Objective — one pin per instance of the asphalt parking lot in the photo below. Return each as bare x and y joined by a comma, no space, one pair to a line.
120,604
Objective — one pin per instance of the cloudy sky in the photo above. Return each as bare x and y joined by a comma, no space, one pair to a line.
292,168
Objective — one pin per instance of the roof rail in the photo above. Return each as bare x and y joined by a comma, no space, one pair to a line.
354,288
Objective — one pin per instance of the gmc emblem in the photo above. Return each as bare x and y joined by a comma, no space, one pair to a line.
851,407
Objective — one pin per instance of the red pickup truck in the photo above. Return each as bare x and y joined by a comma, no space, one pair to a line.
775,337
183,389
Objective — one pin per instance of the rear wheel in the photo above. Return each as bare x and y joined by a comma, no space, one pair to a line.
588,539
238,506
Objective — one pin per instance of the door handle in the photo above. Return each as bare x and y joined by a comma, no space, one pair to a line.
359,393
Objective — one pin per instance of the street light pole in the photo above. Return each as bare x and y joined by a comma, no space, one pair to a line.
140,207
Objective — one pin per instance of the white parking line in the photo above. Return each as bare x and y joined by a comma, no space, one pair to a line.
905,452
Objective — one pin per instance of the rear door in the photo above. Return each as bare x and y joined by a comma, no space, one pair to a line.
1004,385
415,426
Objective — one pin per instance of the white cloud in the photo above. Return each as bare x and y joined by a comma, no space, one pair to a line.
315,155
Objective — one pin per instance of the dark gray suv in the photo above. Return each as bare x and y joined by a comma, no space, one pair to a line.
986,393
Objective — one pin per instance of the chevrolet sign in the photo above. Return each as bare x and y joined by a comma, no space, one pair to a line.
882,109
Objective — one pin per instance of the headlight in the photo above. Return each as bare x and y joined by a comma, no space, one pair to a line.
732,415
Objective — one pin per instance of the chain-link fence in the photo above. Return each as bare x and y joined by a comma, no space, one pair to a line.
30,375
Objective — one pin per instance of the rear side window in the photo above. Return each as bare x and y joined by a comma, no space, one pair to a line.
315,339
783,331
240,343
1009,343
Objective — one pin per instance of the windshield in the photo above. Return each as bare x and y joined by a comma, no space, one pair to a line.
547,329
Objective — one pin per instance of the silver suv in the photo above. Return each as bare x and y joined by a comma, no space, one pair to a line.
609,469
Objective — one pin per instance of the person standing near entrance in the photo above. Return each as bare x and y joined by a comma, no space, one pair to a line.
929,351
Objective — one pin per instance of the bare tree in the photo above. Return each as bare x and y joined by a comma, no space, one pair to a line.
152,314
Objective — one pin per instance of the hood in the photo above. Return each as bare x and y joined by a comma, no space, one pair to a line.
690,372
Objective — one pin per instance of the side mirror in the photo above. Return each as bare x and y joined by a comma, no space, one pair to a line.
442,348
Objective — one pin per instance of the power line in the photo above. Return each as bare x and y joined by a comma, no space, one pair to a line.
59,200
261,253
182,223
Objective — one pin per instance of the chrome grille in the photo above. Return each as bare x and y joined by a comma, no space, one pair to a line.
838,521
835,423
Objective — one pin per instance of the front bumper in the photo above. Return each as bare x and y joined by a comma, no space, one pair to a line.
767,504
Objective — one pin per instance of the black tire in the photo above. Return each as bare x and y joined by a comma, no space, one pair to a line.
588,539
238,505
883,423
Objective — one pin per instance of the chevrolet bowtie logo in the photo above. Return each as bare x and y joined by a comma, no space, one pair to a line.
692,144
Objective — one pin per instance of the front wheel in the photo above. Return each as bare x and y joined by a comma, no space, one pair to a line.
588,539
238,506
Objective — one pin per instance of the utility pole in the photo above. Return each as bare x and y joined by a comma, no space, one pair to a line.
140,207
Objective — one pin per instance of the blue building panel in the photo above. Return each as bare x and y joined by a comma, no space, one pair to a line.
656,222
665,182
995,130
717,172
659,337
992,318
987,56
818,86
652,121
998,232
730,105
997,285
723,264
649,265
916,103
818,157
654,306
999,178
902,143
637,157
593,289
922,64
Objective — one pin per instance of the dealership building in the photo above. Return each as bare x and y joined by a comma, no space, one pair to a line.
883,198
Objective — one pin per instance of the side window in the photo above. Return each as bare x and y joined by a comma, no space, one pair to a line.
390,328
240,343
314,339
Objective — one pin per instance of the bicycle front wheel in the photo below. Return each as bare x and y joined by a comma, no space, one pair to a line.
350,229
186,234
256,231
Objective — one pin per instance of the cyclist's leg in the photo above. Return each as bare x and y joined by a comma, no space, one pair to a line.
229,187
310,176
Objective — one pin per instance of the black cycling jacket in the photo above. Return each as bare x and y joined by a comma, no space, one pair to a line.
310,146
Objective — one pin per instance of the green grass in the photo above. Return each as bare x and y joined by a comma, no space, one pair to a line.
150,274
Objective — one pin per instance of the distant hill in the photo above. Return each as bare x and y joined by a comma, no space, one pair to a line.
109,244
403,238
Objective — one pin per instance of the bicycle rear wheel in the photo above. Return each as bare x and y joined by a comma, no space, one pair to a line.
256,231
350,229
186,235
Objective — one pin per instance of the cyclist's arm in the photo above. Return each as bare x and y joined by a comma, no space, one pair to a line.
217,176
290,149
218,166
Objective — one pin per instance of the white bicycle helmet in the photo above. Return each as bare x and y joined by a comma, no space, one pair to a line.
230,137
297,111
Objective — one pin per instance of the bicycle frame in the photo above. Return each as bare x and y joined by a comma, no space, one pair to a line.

__Instructions to follow__
All of the material above should be printed out in full, word for word.

__Expected answer__
Objective — one pin per instance of the asphalt parking lot in the photo below. Return each as bare x and y joined by a comma, no space, one pair to a line.
120,604
Objective — one pin per instance of the cloudy sky in the photo above. Return each as bare x and y joined by a comma, no space, one pair to a line.
292,168
Objective — one pin per instance of the roof rail in the photo above. Return each as bare x and y joined by a comma, no space, one pair to a line.
354,288
Objective — one pin per instance of the gmc emblem in the photo above. Return each as bare x and y joined by a comma, no space, one pair to a line.
851,407
Objective — one pin per instance of the red pickup truck in the photo above. Return each as bare x and y joined by a comma, no space, one pair to a line.
775,337
183,389
Objective — one pin per instance of the rear wheel in the photo above. Return each as bare x and y joined by a comma, no space, one pair to a line.
588,539
238,506
Objective — one pin per instance of the door handle in the photo above. Return each as bare x and y joined by a comma, no space, one pair to a line.
359,393
Objective — one pin per instance of the street light pole in the photo above. Return each as bare x and y joined by a comma, no space, one pair to a line.
140,207
Objective — one pin per instance of the white parking line in the photo above. Return each as bare x and y joined by a comma, no space, one pair to a line.
905,452
Objective — one pin per instance of the rear door in the photo above. Return each as bare x and y joined by a comma, no space, one pair to a line.
1004,385
415,426
Objective — one pin per instance of the white cloud in the photo above. Return each as bare x and y joined by a comma, no space, one pair to a line.
315,155
Objective — one pin per instance of the dark gray suv in the photo above. Return each as bare x and y joined by a comma, no space, one pair to a line.
986,393
Objective — one pin per instance of the chevrolet sign in the photo above. Return each as bare x and y joined by a comma, no space, one pair to a line.
882,109
Objective — one pin per instance of the headlight in the photo above. Return each as bare x and y joined by a comma, no space, one pair to a line.
732,415
Objective — one pin per instance of the chain-link fence in the photo above. Return each as bare x and y joined by a comma, no space, one pair to a line.
30,375
Objective — one pin per instance of the rear side window in the photo above. Return each as bare x and y joined by a comma, no space, one pair to a line.
315,339
783,331
240,343
1009,343
Objective — one pin per instance of the windshield in the photo above. Return each as bare x and y joined by a comma, no space, one pair to a line.
547,329
Objective — one pin per instance of the silver suv in the photo above. Return each as bare x and y joined by a comma, no space, one pair to a line.
609,469
Objective — one pin per instance of the person standing near entrance in the photo above. Return each as bare x and y joined by a comma, no space, one pair to a line.
929,351
Objective — one pin per instance of the bare tree in the photo above. Return each as bare x and y joined by a comma, no space, one pair to a line.
152,314
Objective — one pin per instance of the hood in the photo above. Return each as bare x and y joined by a comma, no space, one pair to a line.
690,372
Objective — one pin per instance of the side mirror in the photo above. Return each as bare x and y joined by a comma, no space, one pair to a line.
442,348
Objective — one pin per instance of the power line in the photo above. Return each as bare x and y joined by a comma, no space, one pair to a line.
59,200
261,253
182,223
Objective — one pin per instance of the chrome grille in the photo above. Return each as bare x and y joined by a comma, no space, one pair to a line.
838,521
835,423
Objective — one pin per instance of the front bumper in the photo above. Return each as bare x and y joined by a comma, no space, one pair to a line.
767,504
Objective — one pin per instance of the black tire in the photo above. Return each as bare x and y joined by a comma, no space, one pair to a line.
588,539
238,505
883,423
Objective — one pin per instance of the chevrolet bowtie logo in the photo above. Return each as bare x and y joined by a comma, no space, one pair to a line.
692,144
Objective — one pin per instance of the front wheel in the photo above. Return each as bare x and y joined by a comma, no space, one pair to a line.
588,539
238,506
Objective — one pin per instance of the utility pole in the photo above. Return each as bare x and y joined by a comma, no space, one pair to a line.
140,207
Objective — one pin per instance of the blue building panel in the photo above. Return each as bare x and y joined by a comma, no space, one pair to a line.
656,222
665,182
995,130
717,172
659,337
992,318
987,56
818,86
652,121
998,232
730,105
997,285
723,264
649,265
916,103
818,157
654,306
999,178
902,143
637,157
593,289
922,64
Objective — one pin per instance of the dealership building in the photo above. Return each as bare x and y joined by a comma, no space, one pair to a line.
883,198
Objective — one pin per instance of the side window in the photo above. Return each as bare x and y joined by a comma, no space, one pair to a line.
390,328
240,343
314,339
Objective — one pin per instance of the bicycle front wheel in the photo below. Return each as bare x and y joined by a comma, no space, one pair to a line.
350,229
186,234
256,231
Objective — one pin per instance of the cyclist's leg in the photo above. Return each as bare x and y joined by a comma, no space, one pair to a line.
229,187
310,176
Objective — one pin per instance of the black cycling jacket in the photo above. Return each as bare x and y joined by a comma, no space, one pair to a line.
310,146
Objective — one pin per instance of the green grass in the photo above. Return each as bare x and y joined by a comma, no space, one pair to a line.
150,274
Objective — one pin per instance of the distant hill in the photo above. Return each as bare x and y joined by a comma, no space, one pair to a line.
109,244
403,238
Objective — one pin per instance of the bicycle rear wheel in the photo above. Return each as bare x and y joined by a comma, no space, one pair to a line.
256,231
350,229
186,235
Objective — one pin per instance of the cyclist's arm in the photo above. Return each as bare x and y joined by a comma, no space, one pair to a line.
217,176
290,149
218,166
Objective — one pin per instance of the white bicycle helmet in the photo above. Return each as bare x and y joined by a comma, no space, one pair to a line.
230,137
297,111
Objective — one pin per instance of the bicycle frame in the photo above. Return each as bare x and y joined by a comma, no space, one pair to a line.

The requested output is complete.